> _TEXTO SELECIONADO_
Nos últimos anos, nenhuma medida cresceu tanto como os estágios de inserção: saltou 5973,7% entre 2016 (19) e 2019 (1154). Paula Campos Pinto reconhece que estes “têm sido importantes para dotar as pessoas de experiência de trabalho”. “O problema é que não se convertem necessariamente em emprego”.
O Emprego Apoiado em Mercado Aberto foi a outra grande aposta dos últimos anos: teve um crescimento de 820,0% (de 175 para 1 610). “São apoios dados à pessoa, de acordo com as suas necessidades”, esclarece. Pode prolongar-se no tempo este acompanhamento por um ou mais técnicos do IEFP.
Ao mesmo tempo, as Empresas de Inserção quase quadruplicaram o número de pessoas abrangidas (101 para 395). E o emprego protegido baixou ligeiramente (373 para 347). Uma tendência celebrada por Paula Campos Pinto, já que as primeiras acolhem os mais diversos grupos vulneráveis e o segundo diz respeito a unidades criadas pelo sector social para empregar apenas pessoas com deficiência. “As pessoas devem estar na comunidade a todos os níveis, no trabalho também”, frisa.

> _DADOS A ANALISAR_
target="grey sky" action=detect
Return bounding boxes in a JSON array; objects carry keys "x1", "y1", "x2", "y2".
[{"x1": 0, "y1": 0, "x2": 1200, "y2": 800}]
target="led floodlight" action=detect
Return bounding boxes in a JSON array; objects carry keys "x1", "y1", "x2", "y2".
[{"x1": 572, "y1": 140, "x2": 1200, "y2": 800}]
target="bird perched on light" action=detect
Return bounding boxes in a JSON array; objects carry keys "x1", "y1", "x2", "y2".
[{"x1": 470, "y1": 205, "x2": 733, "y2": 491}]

==

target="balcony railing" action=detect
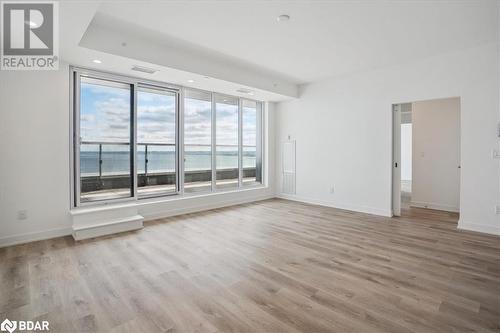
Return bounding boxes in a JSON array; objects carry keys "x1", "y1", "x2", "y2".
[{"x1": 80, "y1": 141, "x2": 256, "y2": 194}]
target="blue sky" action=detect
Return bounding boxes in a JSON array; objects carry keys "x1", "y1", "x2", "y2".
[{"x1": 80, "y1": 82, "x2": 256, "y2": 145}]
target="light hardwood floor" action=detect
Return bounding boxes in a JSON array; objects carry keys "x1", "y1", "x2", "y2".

==

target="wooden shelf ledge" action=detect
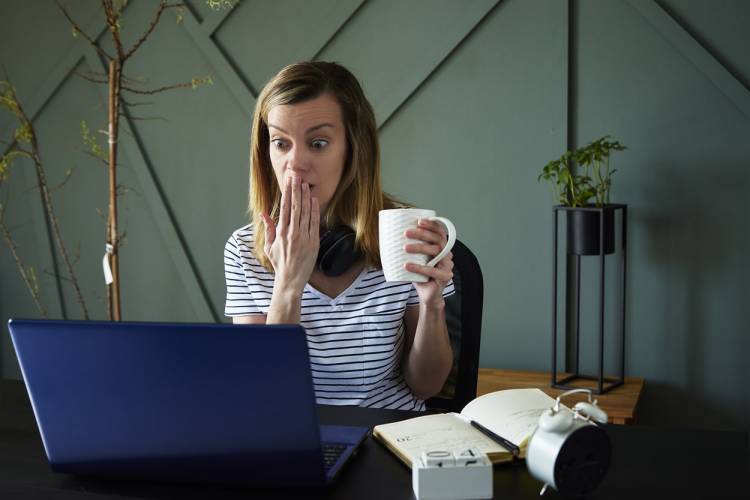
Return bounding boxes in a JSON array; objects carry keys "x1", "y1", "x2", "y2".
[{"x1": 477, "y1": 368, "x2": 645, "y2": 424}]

> _LISTA DE ATIVIDADES_
a) Reproduza o trecho do texto sobre medidas de emprego que começa em "Nos últimos anos, nenhuma" e termina em "técnicos do IEFP.", trocando "estágios de inserção" por "estágios profissionais".
b) No texto sobre medidas de emprego, de quantas para quantas pessoas passou o número de pessoas abrangidas pelas Empresas de Inserção?
c) Prolongue o texto sobre medidas de emprego a partir da última frase apresentada.
Os registos não são necessários para resolver o exercício.

> _RESPOSTAS DO EXERCÍCIO_
a)
Nos últimos anos, nenhuma medida cresceu tanto como os estágios profissionais: saltou 5973,7% entre 2016 (19) e 2019 (1154). Paula Campos Pinto reconhece que estes “têm sido importantes para dotar as pessoas de experiência de trabalho”. “O problema é que não se convertem necessariamente em emprego”.
O Emprego Apoiado em Mercado Aberto foi a outra grande aposta dos últimos anos: teve um crescimento de 820,0% (de 175 para 1 610). “São apoios dados à pessoa, de acordo com as suas necessidades”, esclarece. Pode prolongar-se no tempo este acompanhamento por um ou mais técnicos do IEFP.

b) De 101 para 395 pessoas.

c)
A especialista não esconde as suas reservas sobre a criação de uma agência de emprego para pessoas com deficiência anunciada pela secretária de Estado para a Inclusão, Ana Sofia Antunes. Em vez de um serviço específico, melhor seria capacitar os técnicos do IEFP para trabalhar com estes desempregados. “Existe a OED – Operação de Emprego para Pessoas com Deficiência Residentes na Cidade de Lisboa, mas foi criada no princípio dos anos 90, antes da convenção, antes de estarmos tão conscientes do que deve ser feito.”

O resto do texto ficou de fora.